PASSAGE PROVIDED START

The U.S. eventually landed on a national gold backed currency with the passing of The Gold Standard Act in 1900 which pegged one ounce of gold to $20.67. However pressures from WWI and The Great Depression caused the U.S. to increase the peg to $35 to $38 to $42, each time creating more money for themselves the same way Roman Emperors did in the 2nd and 3rd centuries.
In 1933, in an attempt to maintain a gold standard, President Franklin Roosevelt passed Executive Order 6102 forcing every American to turn their gold into the bank. This was followed by the Gold Reserve Act of 1943 which nationalized all gold forcing every bank to turn that gold into The Federal Reserve in exchange for gold certificates.
During World War II, many European countries sent their gold to The U.S. to protect their gold from the Nazis. After the war, The U.S. hedl more than half of the world’s gold. Instead of sending the gold back, The Bretton Woods Agreement in 1944 made the U.S. Dollar the reserve currency of the world so the U.S. gave them U.S. Dollars instead.
As had happened many times throughout history, growing expenses related to (the Vietnam) War pressured President Nixon to break the Bretton Woods Agreement abandoning the gold standard for good in 1971. This was meant to be a “temporary measure”, however in 1976 new U.S. dollars were issued, this time with no reference to gold whatsoever.
Money Is Debt
#3- Certificates for gold are now just IOU’s
From 1971 until today (only 50 years) an entirely new form of money exists: fiat money. Fiat money is money created by governments and managed by Modern Monetary Theory (MMT). MMT proposes that money can be managed by Central Banks by tracking employment, GDP, inflation and thousands of other data points. Sounds foolproof right?

PASSAGE PROVIDED END
MATERIAL SHOWN START

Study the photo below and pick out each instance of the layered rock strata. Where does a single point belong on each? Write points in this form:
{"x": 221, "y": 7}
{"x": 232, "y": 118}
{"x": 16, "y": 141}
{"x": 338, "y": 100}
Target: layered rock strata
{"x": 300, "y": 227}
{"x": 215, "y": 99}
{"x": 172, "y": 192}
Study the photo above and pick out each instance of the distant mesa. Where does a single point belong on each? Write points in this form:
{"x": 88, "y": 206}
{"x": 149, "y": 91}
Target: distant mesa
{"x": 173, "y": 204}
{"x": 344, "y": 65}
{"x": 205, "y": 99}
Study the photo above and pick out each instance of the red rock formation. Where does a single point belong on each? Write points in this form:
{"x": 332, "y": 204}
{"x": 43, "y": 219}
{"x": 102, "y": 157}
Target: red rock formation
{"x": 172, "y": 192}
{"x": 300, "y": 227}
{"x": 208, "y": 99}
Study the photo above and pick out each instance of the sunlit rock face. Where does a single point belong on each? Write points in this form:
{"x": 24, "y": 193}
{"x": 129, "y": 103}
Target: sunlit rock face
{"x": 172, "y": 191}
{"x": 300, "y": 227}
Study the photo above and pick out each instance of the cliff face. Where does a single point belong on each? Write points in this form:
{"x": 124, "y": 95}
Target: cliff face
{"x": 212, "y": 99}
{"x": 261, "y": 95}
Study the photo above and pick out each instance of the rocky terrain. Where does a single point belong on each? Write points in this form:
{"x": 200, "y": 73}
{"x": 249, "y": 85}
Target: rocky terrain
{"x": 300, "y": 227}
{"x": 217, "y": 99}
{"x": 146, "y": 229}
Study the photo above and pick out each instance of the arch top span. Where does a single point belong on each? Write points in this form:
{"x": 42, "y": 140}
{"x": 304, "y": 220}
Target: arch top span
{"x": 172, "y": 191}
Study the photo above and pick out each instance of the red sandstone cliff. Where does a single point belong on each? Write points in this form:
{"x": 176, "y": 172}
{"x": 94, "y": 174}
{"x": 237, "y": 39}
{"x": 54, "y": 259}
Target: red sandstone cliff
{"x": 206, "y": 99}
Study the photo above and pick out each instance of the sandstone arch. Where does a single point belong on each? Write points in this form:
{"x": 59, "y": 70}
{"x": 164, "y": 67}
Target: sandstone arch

MATERIAL SHOWN END

WHAT YOU HAVE TO DO: Continue the passage on the U.S. gold standard and fiat money, picking up right after its last sentence.

REPLY:
One particularly nefarious highlight of MMT is the Federal Reserve’s stated goal of targeting 2% inflation. Remember how Rulers printed more money to fund their wars? Now slowly debasing the money supply is literally built into the system. It’s done in the name of “stability and employment”, however in practice it’s stealing value from people who save.
In fact new money is created as debt. Here’s how it works:
- The U.S. government prints bonds (debt) & sells them to banks
- The banks sell the bonds to The Federal Reserve who buys them with “new money”
- The “new money” is loaned to people/companies who deposit it into their bank
- For every $1 deposited in the bank, they can loan out $10 to someone else, who deposits their $10 into another bank who can now loan out $100 and so on.
When you deposit money into a bank, its no longer your money – its the bank’s. Assuming everything goes smoothly, they’ll give some of it back to you when you need to use it. Just don’t try asking for all of it at once.
Money Is Broken
The world was bait and switched. What was once the world reserve currency certifiably backed by gold is now pieces of paper representing nothing but the full faith and credit of The United States Government. With trust in the government at an all time low, what does this mean for our money?
When you hear that The Fed is printing TRILLIONS of dollars to fight the Covid-19 pandemic, you have to ask yourself: Where is this money coming from? Who’s value is that money representing? Why force me to pay taxes when you can print infinite amounts of money at will?
The fiat experiment has only been going on for 50 years, but we have thousands of years of civilizations who rose to power by instituting a trusted money supply and then fell due to greed and pressure to inflate it – exactly like what we’re seeing today.
A New Money
The goal of Bitcoin is to take all we’ve learned about money and program it into unchangeable software that manages the money supply better than rulers or governments ever could. With Bitcoin, trust in money can be restored.